[Devel,libvzctl,v2] Suppress SUNRPC traffic on "fast stop".

Submitted by Stanislav Kinsburskiy on June 26, 2017, 3:04 p.m.

Details

Message ID 20170626150418.23760.17969.stgit@skinsbursky-vz7.qa.sw.ru
State New
Series "Suppress SUNRPC traffic on "fast stop"."
Headers show

Commit Message

Stanislav Kinsburskiy June 26, 2017, 3:04 p.m.
This is needed to break infinite loop in SUNRPC state machine, leading to
unstoppable container in case of unreachable network.

https://jira.sw.ru/browse/PSBM-67544

Note: needs kernel rh7-3.10.0-514.16.1.vz7.32.12 or newer

v2:
1) Now per-net SUNRPC "kill-tasks" handle for container init process is used
rather than VE cgroup handle.

Signed-off-by: Stanislav Kinsburskiy <skinsbursky@virtuozzo.com>
---
 lib/env_nsops.c |   52 ++++++++++++++++++++++++++++++++++++++++++++++++----
 1 file changed, 48 insertions(+), 4 deletions(-)

Patch hide | download patch | download mbox

diff --git a/lib/env_nsops.c b/lib/env_nsops.c
index d62dff4..74d6402 100644
--- a/lib/env_nsops.c
+++ b/lib/env_nsops.c
@@ -1067,27 +1067,71 @@  static int ns_env_kill(struct vzctl_env_handle *h)

(Region outline entries)
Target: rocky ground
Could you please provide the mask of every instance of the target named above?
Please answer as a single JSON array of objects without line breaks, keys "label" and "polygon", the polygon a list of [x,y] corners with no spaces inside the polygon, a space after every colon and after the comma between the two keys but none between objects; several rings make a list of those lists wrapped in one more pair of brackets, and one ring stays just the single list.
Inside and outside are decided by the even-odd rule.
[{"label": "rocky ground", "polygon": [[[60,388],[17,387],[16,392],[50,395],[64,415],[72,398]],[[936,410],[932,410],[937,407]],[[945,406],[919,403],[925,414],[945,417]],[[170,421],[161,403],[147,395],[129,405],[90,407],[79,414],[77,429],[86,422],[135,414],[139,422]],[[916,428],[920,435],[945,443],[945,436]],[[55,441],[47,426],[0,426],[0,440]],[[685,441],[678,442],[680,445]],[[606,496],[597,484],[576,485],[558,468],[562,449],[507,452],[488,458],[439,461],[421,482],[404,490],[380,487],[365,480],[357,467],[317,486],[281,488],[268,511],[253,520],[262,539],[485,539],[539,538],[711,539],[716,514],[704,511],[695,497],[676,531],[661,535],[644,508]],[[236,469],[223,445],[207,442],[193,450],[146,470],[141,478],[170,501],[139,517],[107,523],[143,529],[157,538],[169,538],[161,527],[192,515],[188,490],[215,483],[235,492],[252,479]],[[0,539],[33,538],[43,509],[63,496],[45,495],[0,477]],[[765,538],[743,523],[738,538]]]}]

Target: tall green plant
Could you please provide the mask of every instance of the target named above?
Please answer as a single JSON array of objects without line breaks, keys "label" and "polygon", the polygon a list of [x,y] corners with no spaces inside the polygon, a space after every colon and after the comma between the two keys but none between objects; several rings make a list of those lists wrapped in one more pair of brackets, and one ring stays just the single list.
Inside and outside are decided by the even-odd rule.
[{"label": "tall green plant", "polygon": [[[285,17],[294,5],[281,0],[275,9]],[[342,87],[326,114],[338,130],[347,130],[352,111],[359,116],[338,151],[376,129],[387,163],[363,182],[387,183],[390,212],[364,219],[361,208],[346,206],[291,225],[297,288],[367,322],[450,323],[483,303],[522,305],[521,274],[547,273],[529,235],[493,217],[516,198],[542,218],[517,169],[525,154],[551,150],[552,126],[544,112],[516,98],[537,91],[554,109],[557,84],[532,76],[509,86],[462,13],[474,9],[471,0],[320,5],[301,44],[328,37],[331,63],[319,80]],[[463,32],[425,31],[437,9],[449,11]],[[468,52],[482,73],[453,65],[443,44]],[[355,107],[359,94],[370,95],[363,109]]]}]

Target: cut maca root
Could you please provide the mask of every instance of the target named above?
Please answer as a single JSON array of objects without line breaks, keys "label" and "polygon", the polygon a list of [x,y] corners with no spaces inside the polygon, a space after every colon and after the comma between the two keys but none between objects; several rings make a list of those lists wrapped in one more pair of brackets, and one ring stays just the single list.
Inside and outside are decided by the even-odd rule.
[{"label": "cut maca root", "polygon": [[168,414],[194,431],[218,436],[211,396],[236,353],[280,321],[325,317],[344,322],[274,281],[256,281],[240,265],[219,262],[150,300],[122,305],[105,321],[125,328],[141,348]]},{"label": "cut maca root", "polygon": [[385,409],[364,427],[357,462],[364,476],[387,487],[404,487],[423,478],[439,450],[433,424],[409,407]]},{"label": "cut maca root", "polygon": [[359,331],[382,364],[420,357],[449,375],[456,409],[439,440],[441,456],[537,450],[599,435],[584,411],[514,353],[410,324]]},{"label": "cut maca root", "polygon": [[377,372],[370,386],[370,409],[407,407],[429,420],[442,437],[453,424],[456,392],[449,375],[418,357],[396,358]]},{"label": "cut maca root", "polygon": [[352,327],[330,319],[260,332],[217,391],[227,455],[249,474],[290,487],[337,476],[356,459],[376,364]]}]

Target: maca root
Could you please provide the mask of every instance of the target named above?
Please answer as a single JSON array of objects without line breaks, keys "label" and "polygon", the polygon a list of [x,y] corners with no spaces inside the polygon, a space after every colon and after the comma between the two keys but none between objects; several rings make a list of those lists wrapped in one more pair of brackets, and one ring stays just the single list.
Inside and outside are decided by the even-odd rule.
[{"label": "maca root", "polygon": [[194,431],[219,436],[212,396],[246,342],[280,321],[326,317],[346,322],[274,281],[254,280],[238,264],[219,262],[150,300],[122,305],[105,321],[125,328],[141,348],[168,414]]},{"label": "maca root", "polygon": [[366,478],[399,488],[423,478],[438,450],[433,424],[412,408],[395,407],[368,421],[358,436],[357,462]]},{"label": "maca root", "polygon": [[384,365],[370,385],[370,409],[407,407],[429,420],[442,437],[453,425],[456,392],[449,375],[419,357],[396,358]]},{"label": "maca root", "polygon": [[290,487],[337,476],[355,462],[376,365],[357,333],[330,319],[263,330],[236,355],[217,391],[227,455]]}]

▶ To be done:
**A)** Reproduce the portion of the SUNRPC patch page starting with "Submitted by Stanislav" and going on through "Kinsburskiy June 26, 2017, 3:04 p.m.".
**B)** According to the SUNRPC patch page, which kernel version is required at minimum for this change?
The entries above are separate material from the SUNRPC patch page.

▶ Results of the tasks:
**A)**
Submitted by Stanislav Kinsburskiy on June 26, 2017, 3:04 p.m.

Details

Message ID 20170626150418.23760.17969.stgit@skinsbursky-vz7.qa.sw.ru
State New
Series "Suppress SUNRPC traffic on "fast stop"."
Headers show

Commit Message

Stanislav Kinsburskiy June 26, 2017, 3:04 p.m.

**B)** Kernel rh7-3.10.0-514.16.1.vz7.32.12 or newer.